== Written problem ==
Begin at the line in the material that has "the suv wheel?" and stop after the line with "[157,167,252,214]". Write those lines out again, swapping "whereabouts" for "location" and changing nothing else.

== Exercise input ==
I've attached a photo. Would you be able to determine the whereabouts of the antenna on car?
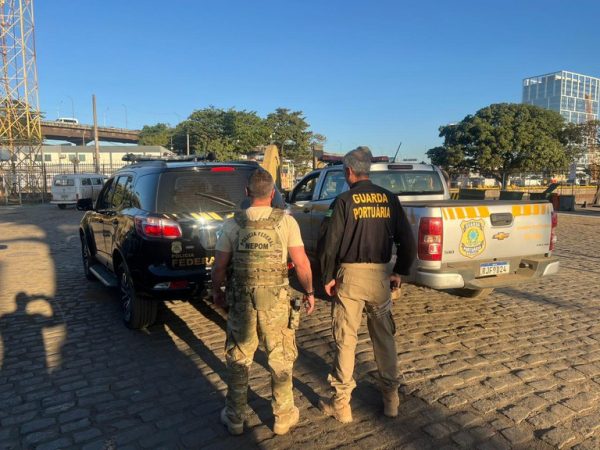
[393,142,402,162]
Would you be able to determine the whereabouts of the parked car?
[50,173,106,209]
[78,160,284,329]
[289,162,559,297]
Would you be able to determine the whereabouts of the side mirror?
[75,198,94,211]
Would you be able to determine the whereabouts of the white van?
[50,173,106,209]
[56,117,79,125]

--

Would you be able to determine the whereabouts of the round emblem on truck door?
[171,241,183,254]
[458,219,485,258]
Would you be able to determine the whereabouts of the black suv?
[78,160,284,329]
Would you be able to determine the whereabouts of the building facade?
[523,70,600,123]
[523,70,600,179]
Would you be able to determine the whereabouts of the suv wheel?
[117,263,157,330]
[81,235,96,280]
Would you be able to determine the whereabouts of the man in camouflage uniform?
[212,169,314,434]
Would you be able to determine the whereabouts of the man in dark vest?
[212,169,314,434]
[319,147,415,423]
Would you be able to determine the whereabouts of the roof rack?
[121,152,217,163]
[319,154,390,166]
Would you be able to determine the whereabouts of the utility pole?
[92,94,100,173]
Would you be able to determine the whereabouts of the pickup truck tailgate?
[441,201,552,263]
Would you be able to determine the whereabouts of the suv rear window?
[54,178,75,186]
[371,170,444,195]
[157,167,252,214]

== Correct response ==
Would you be able to determine the location of the suv wheel?
[117,263,157,330]
[81,235,96,280]
Would you be able to determine the location of the man in camouflage uniform?
[212,169,314,434]
Would you be able to determine the location of the man in dark vest?
[212,169,314,434]
[319,147,415,423]
Would you be able to determine the location of the roof rack?
[121,152,217,163]
[319,154,390,166]
Would you be able to determine the location of the utility pole?
[92,94,100,173]
Would you be able to determine the location of the pickup truck tailgate?
[441,201,552,263]
Would you be able to determine the location of the suv rear window?
[54,178,75,186]
[371,170,444,195]
[157,167,252,214]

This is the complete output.